PAGE ->
-------------------------
# Show us your favorite handles



## tgfencer (Dec 13, 2019)

Knife makers and handle-makers have come and gone quite a bit the last few years. Let’s show some love for all the craftsmen out there by posting up our favorites whether they be golden oldies or the new kid on the block. 


Here’s a few of my top handles to get us rolling...







JNS burnt chestnut with just crazy grain texture. Will take this to my grave.






Catcheside d-handle 






Tansu d-handle with ironwood and walrus ferrule


----------



## Chuckles (Dec 14, 2019)

Mario


----------



## kevpenbanc (Dec 14, 2019)

Cris Anderson


----------



## inferno (Dec 14, 2019)

these ones from inferno hamono. the pics came out a bit too dark/dull vs reality.

from L to R
g10/vulkan fiber/g10
corian/vulkan fiber
masur/black palm/olive
masur/g10/ziricote
masur/g10/masur
masur/turkish walnut/masur/Ti
masur/g10/turkish walnut


----------



## NO ChoP! (Dec 14, 2019)

Mike Henry was a beast. I have yet to replicate the cleanliness of his epoxied tang. Used the best materials, and kept it simple.
-------------------------
PROVIDED DATA ->

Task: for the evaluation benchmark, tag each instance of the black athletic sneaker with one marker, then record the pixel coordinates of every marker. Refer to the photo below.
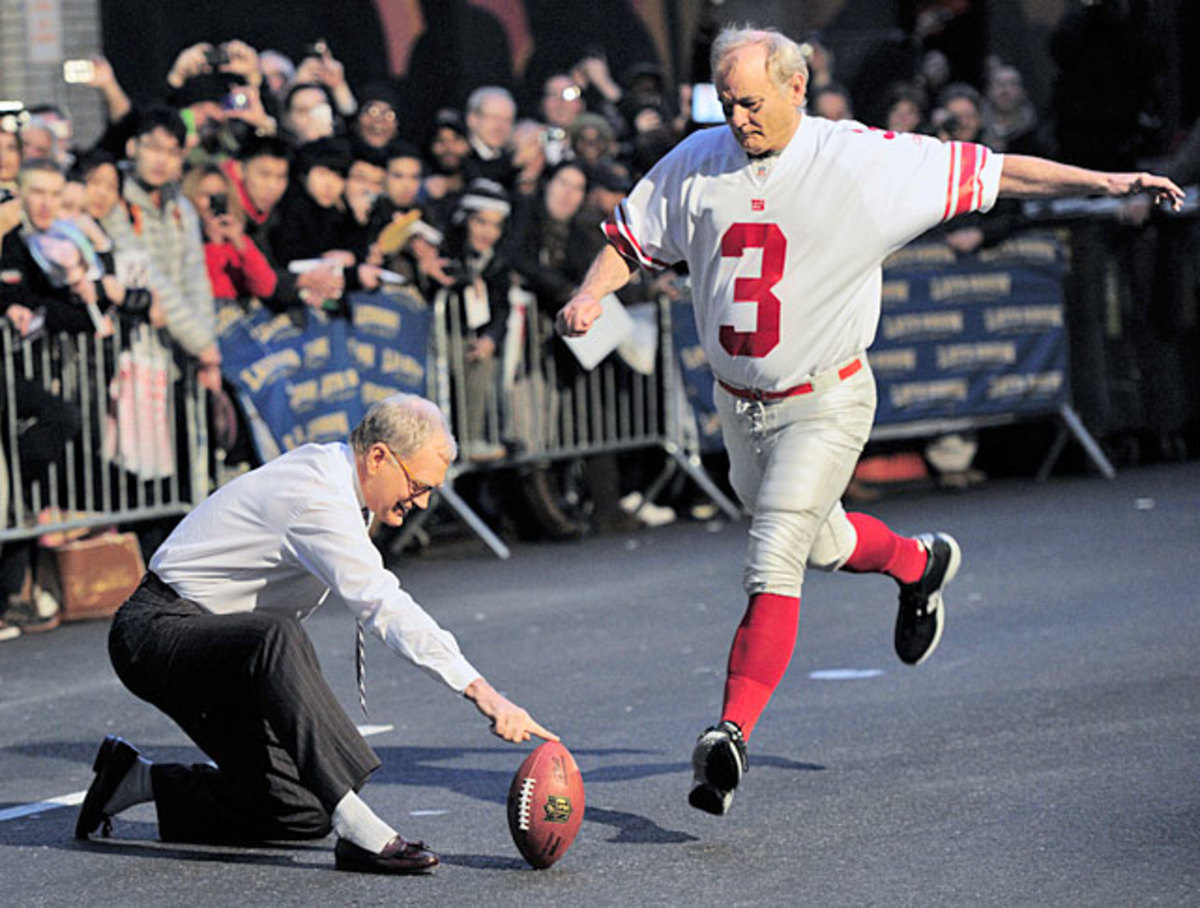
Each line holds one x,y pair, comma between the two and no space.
718,764
921,618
-------------------------
JOB ->
Return everything in the knife handle thread from "## tgfencer (Dec" down to "to my grave.", copied word for word.

OUTPUT FOR THIS TASK ->
## tgfencer (Dec 13, 2019)

Knife makers and handle-makers have come and gone quite a bit the last few years. Let’s show some love for all the craftsmen out there by posting up our favorites whether they be golden oldies or the new kid on the block. 


Here’s a few of my top handles to get us rolling...







JNS burnt chestnut with just crazy grain texture. Will take this to my grave.